# WORK INSTRUCTIONS
Please render the records below as a Markdown table with the columns "No." and "Text", one row per line, numbered in order, with blank lines omitted.

[Records from a collection]
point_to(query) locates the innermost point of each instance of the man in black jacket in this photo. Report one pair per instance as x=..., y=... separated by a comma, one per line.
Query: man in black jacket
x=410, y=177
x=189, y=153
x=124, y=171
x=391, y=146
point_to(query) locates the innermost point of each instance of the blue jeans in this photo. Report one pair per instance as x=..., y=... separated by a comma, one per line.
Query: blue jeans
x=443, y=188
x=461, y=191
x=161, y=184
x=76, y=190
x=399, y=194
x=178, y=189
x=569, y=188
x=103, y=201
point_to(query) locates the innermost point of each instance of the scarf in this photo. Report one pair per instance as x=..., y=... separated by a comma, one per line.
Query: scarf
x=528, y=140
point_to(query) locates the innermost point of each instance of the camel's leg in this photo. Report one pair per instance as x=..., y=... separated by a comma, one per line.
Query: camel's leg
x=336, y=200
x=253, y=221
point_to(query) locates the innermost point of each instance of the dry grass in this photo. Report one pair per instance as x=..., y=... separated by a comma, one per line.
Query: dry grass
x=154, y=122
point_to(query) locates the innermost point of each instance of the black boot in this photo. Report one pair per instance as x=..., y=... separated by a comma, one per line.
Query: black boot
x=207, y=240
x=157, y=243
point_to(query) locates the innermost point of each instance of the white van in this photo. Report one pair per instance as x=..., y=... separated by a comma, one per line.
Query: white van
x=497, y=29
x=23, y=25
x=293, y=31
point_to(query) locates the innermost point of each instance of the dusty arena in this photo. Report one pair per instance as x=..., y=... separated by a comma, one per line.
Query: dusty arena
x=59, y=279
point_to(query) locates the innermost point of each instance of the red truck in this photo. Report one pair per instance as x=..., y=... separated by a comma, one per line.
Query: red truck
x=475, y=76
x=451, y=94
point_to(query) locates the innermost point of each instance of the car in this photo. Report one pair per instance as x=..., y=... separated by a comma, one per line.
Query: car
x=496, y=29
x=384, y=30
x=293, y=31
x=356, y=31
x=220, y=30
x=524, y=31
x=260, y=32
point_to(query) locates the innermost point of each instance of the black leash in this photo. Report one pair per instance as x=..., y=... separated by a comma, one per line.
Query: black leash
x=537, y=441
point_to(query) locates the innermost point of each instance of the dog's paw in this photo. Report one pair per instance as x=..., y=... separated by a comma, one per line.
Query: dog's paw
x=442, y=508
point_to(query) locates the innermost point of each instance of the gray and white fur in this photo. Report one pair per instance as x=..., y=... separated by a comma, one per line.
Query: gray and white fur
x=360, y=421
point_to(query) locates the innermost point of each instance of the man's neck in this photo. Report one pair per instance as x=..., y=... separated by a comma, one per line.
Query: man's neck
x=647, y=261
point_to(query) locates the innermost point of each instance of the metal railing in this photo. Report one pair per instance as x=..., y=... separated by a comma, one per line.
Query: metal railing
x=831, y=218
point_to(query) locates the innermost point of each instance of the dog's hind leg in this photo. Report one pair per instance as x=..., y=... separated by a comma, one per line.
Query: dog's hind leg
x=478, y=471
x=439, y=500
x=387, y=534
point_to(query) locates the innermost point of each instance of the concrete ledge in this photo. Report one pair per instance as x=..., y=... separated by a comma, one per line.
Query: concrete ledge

# RESPONSE
| No. | Text |
|---|---|
| 1 | point_to(query) locates the innermost point of each instance of the man in black jacket in this photo. Report one pair per instance as x=..., y=... separated by a comma, one per line. |
| 2 | Query: man in black jacket |
| 3 | x=410, y=177 |
| 4 | x=189, y=153 |
| 5 | x=124, y=171 |
| 6 | x=391, y=146 |
| 7 | point_to(query) locates the innermost point of each instance of the blue jeans in this photo. Report one pair per instance as x=..., y=... separated by a comma, one per line. |
| 8 | Query: blue jeans |
| 9 | x=443, y=188 |
| 10 | x=461, y=191 |
| 11 | x=161, y=184 |
| 12 | x=76, y=190 |
| 13 | x=399, y=194 |
| 14 | x=178, y=189 |
| 15 | x=569, y=188 |
| 16 | x=103, y=201 |
| 17 | point_to(query) locates the innermost point of each instance of the scarf in this photo. Report one pair per instance as x=..., y=... separated by a comma, one per line. |
| 18 | Query: scarf |
| 19 | x=528, y=140 |
| 20 | point_to(query) locates the innermost point of each instance of the camel's leg in this photo. Report one pair per instance as x=..., y=... separated by a comma, one per line. |
| 21 | Query: camel's leg |
| 22 | x=336, y=200 |
| 23 | x=253, y=221 |
| 24 | point_to(query) locates the innermost point of each instance of the dry grass in this photo. Report one pair per instance as x=..., y=... separated by a comma, one per line. |
| 25 | Query: dry grass |
| 26 | x=154, y=122 |
| 27 | point_to(query) locates the innermost point of each instance of the black boot in this photo. Report one pair per instance as x=..., y=... separated by a comma, one per line. |
| 28 | Query: black boot |
| 29 | x=207, y=240 |
| 30 | x=157, y=243 |
| 31 | point_to(query) locates the innermost point of each instance of the white van in this photo. Report one pair per instance as x=..., y=... separated by a comma, one per line. |
| 32 | Query: white van |
| 33 | x=497, y=29 |
| 34 | x=23, y=25 |
| 35 | x=293, y=31 |
| 36 | point_to(query) locates the innermost point of each instance of the dusty arena in this photo. Report one pair per instance as x=..., y=... separated by a comma, one per line. |
| 37 | Query: dusty arena |
| 38 | x=59, y=279 |
| 39 | point_to(query) locates the innermost point of each instance of the red truck in this photo. Report one pair per instance as x=..., y=... separated by a comma, one per line. |
| 40 | Query: red truck |
| 41 | x=475, y=76 |
| 42 | x=451, y=94 |
| 43 | point_to(query) locates the innermost point of each instance of the car in this photo. Report one pair per instance as x=..., y=... separated by a comma, one per line. |
| 44 | Query: car |
| 45 | x=496, y=29 |
| 46 | x=384, y=30 |
| 47 | x=293, y=31 |
| 48 | x=356, y=31 |
| 49 | x=220, y=30 |
| 50 | x=524, y=31 |
| 51 | x=260, y=32 |
| 52 | point_to(query) locates the innermost point of each instance of the black leash in this photo. Report one pair per instance as x=..., y=... separated by a comma, one per line. |
| 53 | Query: black leash |
| 54 | x=537, y=441 |
| 55 | point_to(query) locates the innermost point of each instance of the dog's paw in this photo. Report one pair per instance as x=..., y=... separated by a comma, one per line. |
| 56 | Query: dog's paw |
| 57 | x=442, y=508 |
| 58 | point_to(query) locates the innermost point of each instance of the gray and white fur in this photo. Report one pair per instance as x=..., y=... separated by a comma, one per line. |
| 59 | Query: gray and white fur |
| 60 | x=360, y=421 |
| 61 | point_to(query) locates the innermost point of each instance of the man's neck in this photo. Report one pair per instance as x=..., y=... separated by a comma, one per line. |
| 62 | Query: man's neck |
| 63 | x=647, y=261 |
| 64 | point_to(query) locates the innermost point of each instance of the metal railing in this photo. Report one pair per instance as x=..., y=... separated by a comma, one per line. |
| 65 | Query: metal railing |
| 66 | x=831, y=218 |
| 67 | point_to(query) locates the innermost point of each instance of the dog's hind leg in this photo. Report one pair per instance as x=..., y=... separated by a comma, one per line. |
| 68 | Query: dog's hind leg |
| 69 | x=478, y=471 |
| 70 | x=439, y=500 |
| 71 | x=387, y=534 |
| 72 | point_to(query) locates the innermost point of each instance of the concrete ledge in this photo. Report one pair per instance as x=..., y=... separated by a comma, one per line. |
| 73 | Query: concrete ledge |